* SELECTED TEXT:
= = = = = = =

Song by Yeat

from the album 2093
- Released: February 16, 2024
- Genre: Industrial hip-hop; Psychedelic rap;
- Length: 2:52
- Label: Capitol; Field Trip; Lyfestyle Corporation;
- Songwriters: Noah Smith; Javier Mercado; Louis Esposito; Spencer Mott; Joey Fenderson; Gabriel St-Onge; Eric Kjell Jowett;
- Producers: Synthetic; Perdu; Radiate; Fendii; LRBG; Dreamr;

= If We Being Real =

2024 song by Yeat

"If We Being Real" (stylized as "If We Being Rëal") is a song by American rapper Yeat, released on February 16, 2024, from his fourth studio album 2093 (2024). It was produced by Synthetic, Perdu, Radiate, Fendii, LRBG and Dreamr.

==Critical reception==
Reviewing 2093 for HotNewHipHop, Gabriel Bras Nevares cited "If We Being Real" as one of the tracks with "progressive, crunchy, well-structured, and thoroughly immersive beats".

= = = = = = =

* RECORDS PROVIDED:

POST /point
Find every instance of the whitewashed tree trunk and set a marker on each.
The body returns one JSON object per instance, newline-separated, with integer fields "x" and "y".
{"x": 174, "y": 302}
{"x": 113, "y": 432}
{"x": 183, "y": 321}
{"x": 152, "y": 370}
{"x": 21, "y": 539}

= = = = = = =

* QUESTIONS:
a: Answer these questions using the article on "If We Being Real":
(i) On what date was the song released?
(ii) What is the song's length?
(iii) Who reviewed 2093 for HotNewHipHop?
b: Decide whether each statement agrees with the article on "If We Being Real." Answer yes or no, and quote the words from the article that decide it.
(i) The song comes from Yeat's third studio album.
(ii) Capitol is one of the song's labels.
(iii) The song's title has a stylized form.
c: List every producer named in the article on "If We Being Real."
The data is separate material with no connection to the article on "If We Being Real."

* SOLUTIONS PER TASK:
a:
(i) February 16, 2024
(ii) 2:52
(iii) Gabriel Bras Nevares

b:
(i) No: "from his fourth studio album 2093 (2024)"
(ii) Yes: "Label: Capitol; Field Trip; Lyfestyle Corporation;"
(iii) Yes: "stylized as "If We Being Rëal""

c:
Synthetic
Perdu
Radiate
Fendii
LRBG
Dreamr